_EXERCISE INSTRUCTIONS:_
[A] Which place names appear in the Mother's Day essay? List every one.
[B] Copy from the Mother's Day essay the stretch from "It’s now 24" through "had different personalities.".

_TEXT SECTION:_
• • • • • • •

MOMSTRONG:  An Ode to Collective Friendship

This Mother’s Day, as one of my dearest friends has entered hospice after battling a life-threatening illness for the past 4 ½ years, I want to share the power of my remarkable collective friendship with her and three other women that began 24 years ago.

The five of us came together in 1999 through a program for new mothers at Mt Auburn Hospital in Cambridge, Massachusetts. Each of us was a first-time mother, eager to learn the ways of parenting.  We signed up for the “New Mom’s Group,” a hospital-sponsored six-week program that was facilitated by a nurse. The nurse was a seasoned professional who could field our questions and show us the ropes of dealing with newborns beyond what we learned in our two-day hospital stay. We were eager for this knowledge and her support. Most of us were transplants to New England, coming here for graduate school or our professions. So, we didn’t have the hands-on support of nearby family (mothers, aunts, sisters). We had a lot to learn.

At the end of six weeks, we were nowhere near ready to disband. Our nurse facilitator encouraged us to continue meeting on our own. So, we did!

It’s now 24 years later. Over time, a few people left the group and a few people joined.  What remains today is a core group of five of us. We came from different parts of the country and different professions. We had different personalities.

• • • • • • •

_DATA FOR REVIEW:_
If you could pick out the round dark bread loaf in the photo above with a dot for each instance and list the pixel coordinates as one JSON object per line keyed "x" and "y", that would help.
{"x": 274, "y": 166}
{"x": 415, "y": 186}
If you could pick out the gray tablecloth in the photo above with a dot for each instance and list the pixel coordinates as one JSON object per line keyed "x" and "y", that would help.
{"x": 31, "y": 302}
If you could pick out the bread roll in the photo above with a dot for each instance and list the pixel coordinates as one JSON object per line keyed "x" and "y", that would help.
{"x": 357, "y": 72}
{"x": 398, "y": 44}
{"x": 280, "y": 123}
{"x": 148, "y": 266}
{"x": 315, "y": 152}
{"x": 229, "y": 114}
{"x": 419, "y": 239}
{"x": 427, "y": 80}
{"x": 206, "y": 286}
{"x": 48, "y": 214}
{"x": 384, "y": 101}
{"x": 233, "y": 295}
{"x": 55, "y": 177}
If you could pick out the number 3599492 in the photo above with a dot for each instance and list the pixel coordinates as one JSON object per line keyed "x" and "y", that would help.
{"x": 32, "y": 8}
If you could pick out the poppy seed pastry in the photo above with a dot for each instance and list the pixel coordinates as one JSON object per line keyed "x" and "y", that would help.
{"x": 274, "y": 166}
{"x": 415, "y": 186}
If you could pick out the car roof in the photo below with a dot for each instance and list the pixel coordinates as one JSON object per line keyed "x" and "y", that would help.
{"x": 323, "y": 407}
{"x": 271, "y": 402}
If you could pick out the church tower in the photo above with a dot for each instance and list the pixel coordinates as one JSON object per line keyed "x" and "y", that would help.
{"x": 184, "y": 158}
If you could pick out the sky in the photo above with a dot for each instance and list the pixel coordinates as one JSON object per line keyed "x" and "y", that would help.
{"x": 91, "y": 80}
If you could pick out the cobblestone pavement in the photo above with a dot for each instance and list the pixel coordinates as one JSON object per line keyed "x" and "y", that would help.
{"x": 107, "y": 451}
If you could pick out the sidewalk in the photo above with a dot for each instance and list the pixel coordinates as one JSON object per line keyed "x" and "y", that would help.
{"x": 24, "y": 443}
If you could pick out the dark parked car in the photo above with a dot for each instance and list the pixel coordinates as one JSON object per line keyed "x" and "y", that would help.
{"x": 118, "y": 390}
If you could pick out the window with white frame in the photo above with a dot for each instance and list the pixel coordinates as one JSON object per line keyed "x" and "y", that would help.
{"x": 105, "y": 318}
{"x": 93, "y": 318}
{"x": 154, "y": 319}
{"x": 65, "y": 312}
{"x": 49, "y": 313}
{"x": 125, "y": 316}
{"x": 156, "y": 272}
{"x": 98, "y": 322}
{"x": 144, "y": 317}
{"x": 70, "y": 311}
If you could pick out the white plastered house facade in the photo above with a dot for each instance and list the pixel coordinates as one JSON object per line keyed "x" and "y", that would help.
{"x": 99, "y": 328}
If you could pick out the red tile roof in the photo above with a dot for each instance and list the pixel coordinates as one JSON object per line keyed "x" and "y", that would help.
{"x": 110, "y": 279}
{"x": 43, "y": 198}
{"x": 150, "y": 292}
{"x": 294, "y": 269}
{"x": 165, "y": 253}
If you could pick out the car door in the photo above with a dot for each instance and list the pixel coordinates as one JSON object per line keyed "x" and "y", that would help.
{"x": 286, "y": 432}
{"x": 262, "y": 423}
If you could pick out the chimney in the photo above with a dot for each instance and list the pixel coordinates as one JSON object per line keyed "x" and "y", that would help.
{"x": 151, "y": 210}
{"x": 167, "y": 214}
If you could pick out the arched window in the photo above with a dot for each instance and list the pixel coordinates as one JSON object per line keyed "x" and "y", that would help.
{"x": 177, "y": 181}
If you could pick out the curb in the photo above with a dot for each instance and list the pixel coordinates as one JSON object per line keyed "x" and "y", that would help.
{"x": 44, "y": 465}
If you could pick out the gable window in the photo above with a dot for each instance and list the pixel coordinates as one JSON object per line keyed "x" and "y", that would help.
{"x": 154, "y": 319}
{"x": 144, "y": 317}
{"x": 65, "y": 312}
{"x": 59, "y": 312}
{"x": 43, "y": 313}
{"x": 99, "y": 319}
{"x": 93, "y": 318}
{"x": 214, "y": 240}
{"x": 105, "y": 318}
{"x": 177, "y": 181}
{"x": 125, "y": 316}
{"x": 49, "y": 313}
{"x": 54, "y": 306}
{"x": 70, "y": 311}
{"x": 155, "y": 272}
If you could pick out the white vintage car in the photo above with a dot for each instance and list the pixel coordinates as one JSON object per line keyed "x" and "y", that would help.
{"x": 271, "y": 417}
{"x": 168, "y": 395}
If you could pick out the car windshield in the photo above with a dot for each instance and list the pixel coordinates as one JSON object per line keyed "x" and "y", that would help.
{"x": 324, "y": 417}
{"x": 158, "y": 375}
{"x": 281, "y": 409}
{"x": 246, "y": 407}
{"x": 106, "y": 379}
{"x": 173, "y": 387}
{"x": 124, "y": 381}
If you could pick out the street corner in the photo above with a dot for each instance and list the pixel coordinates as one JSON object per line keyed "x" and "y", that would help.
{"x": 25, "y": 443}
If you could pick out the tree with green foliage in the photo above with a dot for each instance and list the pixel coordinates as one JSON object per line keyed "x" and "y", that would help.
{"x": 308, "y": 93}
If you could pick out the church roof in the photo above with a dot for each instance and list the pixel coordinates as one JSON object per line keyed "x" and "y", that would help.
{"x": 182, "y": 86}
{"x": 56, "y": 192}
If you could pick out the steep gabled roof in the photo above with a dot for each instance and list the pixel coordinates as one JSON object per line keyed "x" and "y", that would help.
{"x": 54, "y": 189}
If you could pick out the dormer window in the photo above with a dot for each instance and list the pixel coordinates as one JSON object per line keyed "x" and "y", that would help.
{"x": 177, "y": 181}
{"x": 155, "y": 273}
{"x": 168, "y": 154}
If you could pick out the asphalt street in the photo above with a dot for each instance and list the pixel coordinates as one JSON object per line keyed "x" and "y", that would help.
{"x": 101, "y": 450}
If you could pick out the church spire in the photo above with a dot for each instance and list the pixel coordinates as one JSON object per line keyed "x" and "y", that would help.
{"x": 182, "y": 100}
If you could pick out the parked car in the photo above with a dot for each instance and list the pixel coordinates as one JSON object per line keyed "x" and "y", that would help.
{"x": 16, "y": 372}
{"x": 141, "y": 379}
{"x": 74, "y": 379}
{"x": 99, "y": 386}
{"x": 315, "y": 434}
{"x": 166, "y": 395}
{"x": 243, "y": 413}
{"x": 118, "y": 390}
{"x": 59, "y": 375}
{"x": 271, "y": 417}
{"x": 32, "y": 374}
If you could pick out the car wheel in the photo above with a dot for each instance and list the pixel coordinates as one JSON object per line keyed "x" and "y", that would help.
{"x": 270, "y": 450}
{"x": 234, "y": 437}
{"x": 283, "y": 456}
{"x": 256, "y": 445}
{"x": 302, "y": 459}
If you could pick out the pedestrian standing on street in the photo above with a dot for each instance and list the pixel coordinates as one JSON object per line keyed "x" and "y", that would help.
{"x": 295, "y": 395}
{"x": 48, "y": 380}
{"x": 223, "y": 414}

• • • • • • •

_TASK SOLUTIONS:_
[A]
- Mt Auburn Hospital
- Cambridge
- Massachusetts
- New England

[B]
It’s now 24 years later. Over time, a few people left the group and a few people joined.  What remains today is a core group of five of us. We came from different parts of the country and different professions. We had different personalities.